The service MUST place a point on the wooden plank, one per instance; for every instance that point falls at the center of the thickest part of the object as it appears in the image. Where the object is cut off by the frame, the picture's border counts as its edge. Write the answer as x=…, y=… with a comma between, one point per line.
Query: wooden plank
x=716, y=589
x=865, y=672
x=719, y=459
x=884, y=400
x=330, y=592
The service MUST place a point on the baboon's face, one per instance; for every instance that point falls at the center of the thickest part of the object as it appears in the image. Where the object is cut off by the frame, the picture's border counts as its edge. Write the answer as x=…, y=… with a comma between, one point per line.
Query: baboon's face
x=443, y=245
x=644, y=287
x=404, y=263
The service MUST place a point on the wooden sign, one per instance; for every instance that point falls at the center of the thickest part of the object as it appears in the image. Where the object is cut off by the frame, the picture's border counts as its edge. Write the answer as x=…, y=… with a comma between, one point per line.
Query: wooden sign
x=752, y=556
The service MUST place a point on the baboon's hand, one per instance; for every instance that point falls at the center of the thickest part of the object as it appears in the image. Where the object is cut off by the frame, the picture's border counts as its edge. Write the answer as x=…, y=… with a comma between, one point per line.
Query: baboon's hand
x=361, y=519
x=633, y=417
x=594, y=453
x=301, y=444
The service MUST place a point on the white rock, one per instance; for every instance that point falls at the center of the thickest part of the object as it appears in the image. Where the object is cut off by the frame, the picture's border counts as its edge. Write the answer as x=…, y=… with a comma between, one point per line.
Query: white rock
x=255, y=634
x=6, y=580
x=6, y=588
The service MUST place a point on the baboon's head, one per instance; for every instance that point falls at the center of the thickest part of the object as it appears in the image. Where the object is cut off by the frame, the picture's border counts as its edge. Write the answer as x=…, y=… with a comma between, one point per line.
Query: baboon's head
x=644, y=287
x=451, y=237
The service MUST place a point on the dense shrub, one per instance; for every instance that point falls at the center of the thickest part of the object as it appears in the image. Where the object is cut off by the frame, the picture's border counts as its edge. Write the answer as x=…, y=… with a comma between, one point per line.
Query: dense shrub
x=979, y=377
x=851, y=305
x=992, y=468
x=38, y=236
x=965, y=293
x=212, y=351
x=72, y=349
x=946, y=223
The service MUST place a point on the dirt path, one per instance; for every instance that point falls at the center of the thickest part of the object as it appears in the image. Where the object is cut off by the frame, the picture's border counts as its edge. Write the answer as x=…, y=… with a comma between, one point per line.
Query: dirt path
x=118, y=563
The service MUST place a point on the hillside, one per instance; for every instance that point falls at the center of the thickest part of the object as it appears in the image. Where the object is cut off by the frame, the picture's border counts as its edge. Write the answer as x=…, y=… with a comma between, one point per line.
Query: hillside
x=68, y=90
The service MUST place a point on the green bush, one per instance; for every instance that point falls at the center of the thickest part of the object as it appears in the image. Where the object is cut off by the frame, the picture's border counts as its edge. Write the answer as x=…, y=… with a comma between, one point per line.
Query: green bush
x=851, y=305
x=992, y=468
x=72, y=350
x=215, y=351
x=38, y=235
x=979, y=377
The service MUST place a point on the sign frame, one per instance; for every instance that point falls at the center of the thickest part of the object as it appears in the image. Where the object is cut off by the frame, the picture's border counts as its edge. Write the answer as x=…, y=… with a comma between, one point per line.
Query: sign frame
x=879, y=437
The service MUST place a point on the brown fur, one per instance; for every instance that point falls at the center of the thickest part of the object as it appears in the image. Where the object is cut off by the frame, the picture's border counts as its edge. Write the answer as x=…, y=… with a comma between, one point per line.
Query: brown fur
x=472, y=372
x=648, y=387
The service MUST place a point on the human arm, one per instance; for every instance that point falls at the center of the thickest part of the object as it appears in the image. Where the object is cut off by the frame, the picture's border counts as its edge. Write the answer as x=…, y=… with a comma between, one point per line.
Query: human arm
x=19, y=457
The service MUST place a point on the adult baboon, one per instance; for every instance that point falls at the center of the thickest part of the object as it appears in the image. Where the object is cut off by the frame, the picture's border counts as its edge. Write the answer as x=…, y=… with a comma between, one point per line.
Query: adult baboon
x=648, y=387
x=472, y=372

**Task item**.
Every entry must be output again, exactly as written above.

**Task solution**.
The service MUST place a point on the wooden plank, one per instance; for every instance that point falls at the center of the thickest part of the object as it appears in the image. Where the object is cut off by the frame, the picture's border counts as its edge. Write the answer as x=…, y=… with a comma between, one point per line.
Query: wooden plank
x=716, y=589
x=865, y=672
x=719, y=459
x=884, y=400
x=330, y=592
The service MUST place a point on the baboon's face, one per instance; for every instance that point falls at the center of the thickest part of the object as it appears in the image. Where the object is cut off by the frame, the picture's border counts as its edge. Write the answer as x=…, y=… with a comma between, one point per line.
Query: baboon's face
x=443, y=245
x=644, y=287
x=404, y=263
The service MUST place a point on the wooden sign, one per instance; for every instance that point falls at the center of the thickest part of the object as it appears in the image. Where the object is cut off by the frame, the picture's border counts as its edge. Write the answer as x=…, y=… with a comma between, one point per line.
Query: wooden sign
x=752, y=556
The service MUST place a point on the baboon's hand, one per instance; for every instance that point falls at the center of the thickest part of the object as it appears in the image. Where the object is cut off by the frame, the picture's border counts as its edge. Write the answer as x=…, y=… with a comma between, one point per line.
Query: baboon's hand
x=361, y=519
x=633, y=417
x=594, y=453
x=301, y=444
The service MUST place a point on the white rock, one per instance; for every instance that point falls at the center of the thickest part of the object as it appears in the image. Where the object is cut off by the frame, the picture's border counts as its edge. Write the answer as x=…, y=… with a comma between, one point per line.
Query: white rock
x=255, y=634
x=6, y=580
x=6, y=588
The service MUST place a point on the baboon's head, one per instance; for every instance that point falls at the center of the thickest part of the object as it appears in the image. Where the object is cut off by the frame, the picture's border counts as its edge. Write the answer as x=…, y=… with a comma between, one point per line.
Query: baboon's head
x=644, y=287
x=451, y=237
The service MUST place a point on the dense shrub, one per instance; for every instance that point falls at the center of the thickest part of the object as it appears in the image. Where the object is cut off by the frame, the picture's border counts as its edge. Write the answer as x=…, y=… with a comma between, one point per line.
Query: dense shrub
x=979, y=377
x=851, y=305
x=992, y=468
x=38, y=236
x=965, y=293
x=212, y=351
x=72, y=349
x=946, y=223
The service MUST place a point on the dirt path, one per instance; for every instance that point falls at the center of the thickest part of the object as it appears in the image. Where the object is cut off by the frame, the picture's border counts as its edge. Write the answer as x=…, y=… with a comma between, one point per line.
Query: dirt path
x=118, y=563
The service MUST place a point on the hillside, one per instance; for every instance that point falls at the center of the thickest part of the object as it appears in the image. Where the object is cut off by the frame, the picture's border counts as its edge. Write the answer as x=…, y=… with a comma between, one point per line.
Query: hillside
x=68, y=90
The service MUST place a point on the green bush, one per instance; for every instance that point falls at the center of the thickest part of the object as it appears in the image. Where the object is cut off by the frame, the picture's border counts as its edge. Write the answer as x=…, y=… with a comma between, one point per line.
Query: green bush
x=851, y=305
x=992, y=468
x=72, y=350
x=215, y=351
x=38, y=235
x=979, y=377
The service MUST place a point on the sign frame, one per instance; for every instance that point falls at the center of the thickest part of the object as it appears in the image. Where the object is cut off by the frame, the picture's border counts as its edge. Write the answer as x=…, y=… with a comma between, one point per line.
Query: sign frame
x=879, y=437
The service MUST place a point on the brown fur, one per instance; for every instance that point falls at the center of the thickest part of the object as it appears in the image. Where the object is cut off by the frame, the picture's border counts as its edge. Write the answer as x=…, y=… with a comma between, one point per line.
Query: brown fur
x=472, y=372
x=648, y=387
The service MUST place a point on the human arm, one per instance; for every instance that point falls at the center of the thickest part of the object as it appears in the image. Where the object is cut off by the frame, the picture's border counts as its edge. Write the answer as x=…, y=… with a comma between, one point per line.
Query: human arm
x=19, y=457
The service MUST place a point on the adult baboon, one per instance; for every instance that point falls at the center of the thickest part of the object as it appears in the image. Where the object is cut off by the frame, the picture's border counts as its edge. Write the answer as x=…, y=… with a comma between, one point per line.
Query: adult baboon
x=648, y=387
x=472, y=372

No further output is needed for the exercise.